DOCUMENT SEGMENT:
========
One Ordeal After Another As Tot Survives Crash, Surgery

DENVER - Like the proverbial bad penny, Samantha Bahr kept coming back.

The 2-year-old girl from Grand Junction, Colo., lived through a plane crash and 16 hours stranded in a mountain snowbank, then survived delicate throat surgery on Saturday to free a penny.

"That's my little sweetheart," said Samantha Bahr's grandfather, Al Bahr, of Grand Junction.

"After what this little girl's been through, she can stand anything."

"This was an act of God," said the girl's father, Jack Bahr, who also survived the crash.

Samantha Bahr was on her way from Grand Junction to Denver Thursday night for the throat surgery when the airplane she was aboard crashed in soupy fog and snow just southwest of Glenwood Springs, Colo.

About 16 hours later, the little girl and the four others on the plane were found by a search team.

Later that night, Samantha was flown to a Denver hospital and on Saturday, the coin was removed in a two-hour operation. The girl was listed in fair condition.

"It turned out to be a penny," said Julia Fitz-Randolph, a hospital spokeswoman, "and we're calling it our lucky penny here" at the hospital.

Fitz-Randolph said the child had apparently swallowed the coin, which was lodged near her trachea. Doctors left a small hole where the coin had been lodged, and the girl will be kept at the hospital for five to seven days to make sure the hole heals properly.
========
EXERCISE DATA:
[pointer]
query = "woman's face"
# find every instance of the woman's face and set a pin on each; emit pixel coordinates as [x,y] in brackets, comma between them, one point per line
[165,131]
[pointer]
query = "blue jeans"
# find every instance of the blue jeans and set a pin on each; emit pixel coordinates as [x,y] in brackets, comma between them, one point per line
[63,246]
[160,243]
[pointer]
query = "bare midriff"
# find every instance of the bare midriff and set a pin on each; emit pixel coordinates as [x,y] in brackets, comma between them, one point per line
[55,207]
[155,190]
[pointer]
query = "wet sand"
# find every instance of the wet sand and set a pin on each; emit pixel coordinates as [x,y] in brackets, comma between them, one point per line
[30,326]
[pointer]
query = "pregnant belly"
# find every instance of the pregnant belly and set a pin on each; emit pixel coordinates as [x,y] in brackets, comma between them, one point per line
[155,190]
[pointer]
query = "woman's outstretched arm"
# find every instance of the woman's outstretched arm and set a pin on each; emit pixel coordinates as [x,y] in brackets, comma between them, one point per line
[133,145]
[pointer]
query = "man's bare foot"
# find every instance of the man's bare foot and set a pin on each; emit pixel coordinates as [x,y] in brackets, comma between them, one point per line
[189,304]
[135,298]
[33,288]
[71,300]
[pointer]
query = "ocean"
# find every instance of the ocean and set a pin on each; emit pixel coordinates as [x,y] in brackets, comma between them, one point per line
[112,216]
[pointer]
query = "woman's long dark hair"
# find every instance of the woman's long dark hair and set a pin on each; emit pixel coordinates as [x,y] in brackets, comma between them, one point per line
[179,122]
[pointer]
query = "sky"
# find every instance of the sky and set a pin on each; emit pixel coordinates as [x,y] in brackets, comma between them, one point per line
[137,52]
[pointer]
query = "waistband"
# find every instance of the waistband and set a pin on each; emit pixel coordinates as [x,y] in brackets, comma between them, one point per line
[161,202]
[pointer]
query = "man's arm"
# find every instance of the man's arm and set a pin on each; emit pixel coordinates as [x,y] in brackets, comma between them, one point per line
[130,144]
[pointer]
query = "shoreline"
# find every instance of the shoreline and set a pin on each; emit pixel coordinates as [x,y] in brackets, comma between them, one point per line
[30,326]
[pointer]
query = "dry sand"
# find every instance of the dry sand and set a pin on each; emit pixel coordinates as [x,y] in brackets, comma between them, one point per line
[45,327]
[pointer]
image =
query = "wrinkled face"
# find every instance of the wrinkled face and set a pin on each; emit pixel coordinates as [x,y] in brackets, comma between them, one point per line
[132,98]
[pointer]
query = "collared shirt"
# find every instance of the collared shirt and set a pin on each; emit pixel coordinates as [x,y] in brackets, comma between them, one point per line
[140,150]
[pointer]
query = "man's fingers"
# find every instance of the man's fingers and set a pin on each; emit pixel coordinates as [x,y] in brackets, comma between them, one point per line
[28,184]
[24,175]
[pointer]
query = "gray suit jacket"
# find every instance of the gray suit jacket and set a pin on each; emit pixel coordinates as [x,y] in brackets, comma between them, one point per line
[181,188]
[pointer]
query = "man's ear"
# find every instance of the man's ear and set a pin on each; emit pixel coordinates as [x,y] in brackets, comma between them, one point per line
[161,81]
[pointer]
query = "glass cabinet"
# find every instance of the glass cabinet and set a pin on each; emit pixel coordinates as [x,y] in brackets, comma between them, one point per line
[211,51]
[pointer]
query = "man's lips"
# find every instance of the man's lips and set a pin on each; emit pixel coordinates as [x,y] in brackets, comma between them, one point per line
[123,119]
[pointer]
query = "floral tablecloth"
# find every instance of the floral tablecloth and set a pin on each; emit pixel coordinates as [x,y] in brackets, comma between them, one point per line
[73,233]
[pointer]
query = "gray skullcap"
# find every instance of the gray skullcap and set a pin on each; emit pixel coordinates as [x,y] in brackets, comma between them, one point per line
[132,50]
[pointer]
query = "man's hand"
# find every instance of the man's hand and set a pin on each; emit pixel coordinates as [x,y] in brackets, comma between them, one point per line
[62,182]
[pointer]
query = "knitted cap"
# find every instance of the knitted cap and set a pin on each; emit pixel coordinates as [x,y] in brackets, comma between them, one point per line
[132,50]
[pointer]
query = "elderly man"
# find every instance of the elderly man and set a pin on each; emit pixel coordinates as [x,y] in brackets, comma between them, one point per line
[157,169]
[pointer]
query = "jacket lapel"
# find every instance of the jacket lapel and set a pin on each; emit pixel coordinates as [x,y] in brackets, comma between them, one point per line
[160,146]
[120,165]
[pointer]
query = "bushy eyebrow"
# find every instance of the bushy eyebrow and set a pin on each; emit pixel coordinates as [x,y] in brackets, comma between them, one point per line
========
LIST OF TASKS:
1. Can you copy the news story about the toddler's crash and surgery word for word, starting at "Later that night, Samantha" and ending at "at the hospital."?
2. How would you sum up the news story about the toddler's crash and surgery in two sentences?

RESPONSES PER TASK:
1.
Later that night, Samantha was flown to a Denver hospital and on Saturday, the coin was removed in a two-hour operation. The girl was listed in fair condition.

"It turned out to be a penny," said Julia Fitz-Randolph, a hospital spokeswoman, "and we're calling it our lucky penny here" at the hospital.

2. Samantha Bahr, a 2-year-old from Grand Junction, Colo., survived a plane crash near Glenwood Springs and 16 hours stranded in a mountain snowbank before a search team found her and the four others aboard. On Saturday, a two-hour operation at a Denver hospital removed a penny lodged near her trachea, and she was listed in fair condition.